Required work:
Reproduce the rows below verbatim, from their first line through the line holding "[[223, 237, 402, 286]]", inclusive, but omit the pictures.

Records for this task:
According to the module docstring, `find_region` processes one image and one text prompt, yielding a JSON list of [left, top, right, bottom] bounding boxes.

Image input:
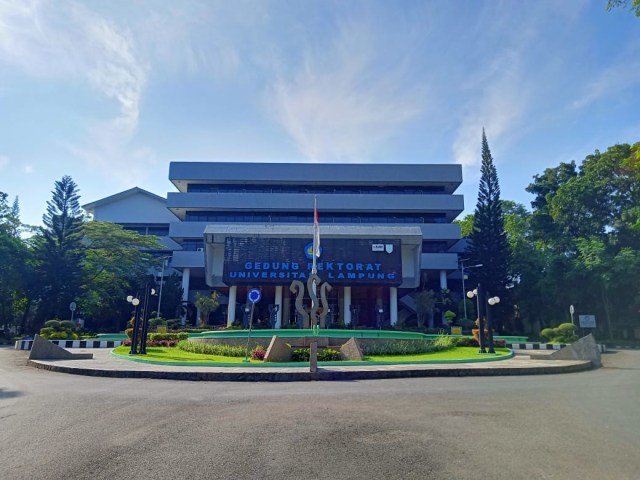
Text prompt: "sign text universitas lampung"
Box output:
[[223, 237, 402, 286]]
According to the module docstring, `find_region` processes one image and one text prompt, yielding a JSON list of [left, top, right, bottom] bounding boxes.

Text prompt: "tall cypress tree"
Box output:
[[36, 175, 84, 328], [466, 129, 510, 295]]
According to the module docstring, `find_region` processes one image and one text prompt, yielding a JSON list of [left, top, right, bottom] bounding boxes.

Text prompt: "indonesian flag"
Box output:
[[313, 197, 320, 261]]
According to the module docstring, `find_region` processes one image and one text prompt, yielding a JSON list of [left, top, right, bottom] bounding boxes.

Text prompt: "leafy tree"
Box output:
[[466, 130, 510, 310], [453, 213, 473, 238], [416, 290, 437, 328], [0, 192, 30, 336], [158, 273, 183, 319], [34, 175, 84, 328], [514, 144, 640, 336], [196, 291, 220, 326], [78, 221, 164, 330]]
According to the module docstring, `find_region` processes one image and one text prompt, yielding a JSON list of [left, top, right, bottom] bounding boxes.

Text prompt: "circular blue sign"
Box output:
[[247, 288, 262, 303], [304, 242, 322, 260]]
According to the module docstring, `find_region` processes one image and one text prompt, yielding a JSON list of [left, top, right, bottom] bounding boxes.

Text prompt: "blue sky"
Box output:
[[0, 0, 640, 224]]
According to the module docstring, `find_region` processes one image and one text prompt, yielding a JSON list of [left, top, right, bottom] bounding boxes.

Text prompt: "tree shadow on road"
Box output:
[[0, 388, 24, 400]]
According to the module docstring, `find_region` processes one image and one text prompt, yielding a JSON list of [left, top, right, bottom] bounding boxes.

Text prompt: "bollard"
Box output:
[[309, 341, 318, 373]]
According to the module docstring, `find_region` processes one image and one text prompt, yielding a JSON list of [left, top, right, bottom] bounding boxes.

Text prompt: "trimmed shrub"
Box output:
[[40, 320, 78, 340], [251, 347, 267, 360], [451, 337, 478, 347], [540, 323, 578, 343], [362, 337, 453, 356], [318, 348, 342, 362], [177, 340, 256, 357], [291, 348, 311, 362], [44, 320, 60, 330], [149, 332, 189, 342]]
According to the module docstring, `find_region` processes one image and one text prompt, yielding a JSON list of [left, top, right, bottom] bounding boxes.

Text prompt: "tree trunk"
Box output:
[[600, 283, 613, 339]]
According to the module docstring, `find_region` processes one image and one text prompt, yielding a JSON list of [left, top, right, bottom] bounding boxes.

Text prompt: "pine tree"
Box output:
[[466, 129, 510, 295], [36, 175, 84, 323]]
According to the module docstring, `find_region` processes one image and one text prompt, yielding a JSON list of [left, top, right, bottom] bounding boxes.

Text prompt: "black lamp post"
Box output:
[[127, 295, 140, 355], [140, 283, 156, 355], [467, 284, 487, 353], [487, 292, 500, 353], [269, 304, 280, 328]]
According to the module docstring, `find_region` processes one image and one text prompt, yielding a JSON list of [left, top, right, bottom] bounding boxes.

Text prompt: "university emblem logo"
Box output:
[[304, 242, 322, 260]]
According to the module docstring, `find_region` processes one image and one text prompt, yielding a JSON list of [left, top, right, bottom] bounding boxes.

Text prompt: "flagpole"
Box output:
[[311, 195, 319, 273]]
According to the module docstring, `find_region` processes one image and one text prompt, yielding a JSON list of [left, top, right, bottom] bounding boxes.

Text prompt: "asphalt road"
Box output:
[[0, 348, 640, 480]]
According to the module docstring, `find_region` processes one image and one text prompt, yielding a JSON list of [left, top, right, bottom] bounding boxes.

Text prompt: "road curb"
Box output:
[[27, 360, 593, 382]]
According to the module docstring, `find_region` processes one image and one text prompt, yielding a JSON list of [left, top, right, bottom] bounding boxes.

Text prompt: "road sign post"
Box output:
[[69, 302, 77, 325], [243, 288, 262, 363]]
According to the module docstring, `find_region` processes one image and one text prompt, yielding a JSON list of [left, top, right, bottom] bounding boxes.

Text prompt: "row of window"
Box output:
[[182, 239, 449, 253], [185, 211, 447, 224], [122, 223, 169, 237], [182, 239, 204, 252], [187, 183, 445, 195]]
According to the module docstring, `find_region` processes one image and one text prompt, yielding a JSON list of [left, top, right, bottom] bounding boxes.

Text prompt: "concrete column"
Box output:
[[440, 270, 447, 325], [389, 287, 398, 327], [440, 270, 447, 290], [282, 287, 291, 325], [227, 285, 238, 327], [275, 285, 282, 328], [342, 287, 351, 326], [180, 268, 190, 327], [182, 268, 191, 302]]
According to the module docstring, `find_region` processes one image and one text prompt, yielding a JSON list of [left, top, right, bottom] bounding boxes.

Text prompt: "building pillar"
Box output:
[[389, 287, 398, 327], [282, 288, 291, 325], [182, 268, 191, 302], [342, 287, 351, 326], [180, 268, 190, 327], [275, 285, 282, 328], [440, 270, 447, 325], [440, 270, 447, 290], [227, 285, 238, 327]]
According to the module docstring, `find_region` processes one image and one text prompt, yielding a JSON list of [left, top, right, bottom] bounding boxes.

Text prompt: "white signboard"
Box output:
[[578, 315, 596, 328]]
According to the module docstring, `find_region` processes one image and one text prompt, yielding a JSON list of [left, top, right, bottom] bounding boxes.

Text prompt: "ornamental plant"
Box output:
[[540, 322, 578, 343], [251, 347, 267, 360], [40, 320, 78, 340]]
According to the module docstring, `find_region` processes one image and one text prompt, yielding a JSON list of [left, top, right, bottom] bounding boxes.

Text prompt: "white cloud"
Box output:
[[453, 51, 528, 172], [571, 52, 640, 109], [0, 0, 149, 182], [269, 20, 425, 161]]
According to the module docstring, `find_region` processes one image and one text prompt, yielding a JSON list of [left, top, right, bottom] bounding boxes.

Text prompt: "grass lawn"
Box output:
[[365, 347, 511, 363], [113, 346, 264, 363], [114, 346, 511, 365]]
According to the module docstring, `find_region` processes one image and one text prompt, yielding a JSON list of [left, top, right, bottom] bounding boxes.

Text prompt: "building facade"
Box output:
[[83, 162, 464, 327], [167, 162, 464, 327]]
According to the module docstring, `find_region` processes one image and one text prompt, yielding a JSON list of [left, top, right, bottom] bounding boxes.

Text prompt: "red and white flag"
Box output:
[[313, 197, 320, 261]]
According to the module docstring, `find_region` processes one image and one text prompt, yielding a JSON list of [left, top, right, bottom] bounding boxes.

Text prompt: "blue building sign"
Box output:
[[222, 237, 402, 286]]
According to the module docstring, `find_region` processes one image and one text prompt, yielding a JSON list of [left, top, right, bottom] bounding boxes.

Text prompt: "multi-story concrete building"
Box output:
[[167, 162, 464, 326], [84, 162, 464, 327]]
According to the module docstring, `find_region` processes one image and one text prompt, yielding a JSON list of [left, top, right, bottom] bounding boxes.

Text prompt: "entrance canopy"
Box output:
[[204, 223, 422, 288]]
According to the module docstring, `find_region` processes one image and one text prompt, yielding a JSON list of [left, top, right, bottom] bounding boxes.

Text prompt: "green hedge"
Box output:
[[149, 332, 189, 342]]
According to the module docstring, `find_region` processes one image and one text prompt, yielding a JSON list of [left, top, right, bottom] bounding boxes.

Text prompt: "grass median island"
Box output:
[[364, 347, 511, 363], [113, 346, 263, 365], [113, 346, 512, 366]]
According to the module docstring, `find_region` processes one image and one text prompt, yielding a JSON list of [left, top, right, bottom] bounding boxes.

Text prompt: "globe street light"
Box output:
[[487, 293, 500, 353], [140, 283, 156, 355], [467, 284, 487, 353], [127, 295, 140, 355], [156, 255, 171, 320], [460, 259, 484, 320]]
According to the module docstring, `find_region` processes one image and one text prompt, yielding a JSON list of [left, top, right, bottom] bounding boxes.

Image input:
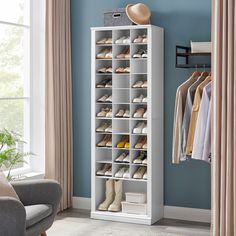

The answer:
According to the module docstring, `find_region` processes one image and one text prompt, yielding a JSON list of [left, top, right, bottom] bounding boxes.

Image input:
Text prompt: "sign text universitas lampung"
Box output:
[[223, 237, 402, 286]]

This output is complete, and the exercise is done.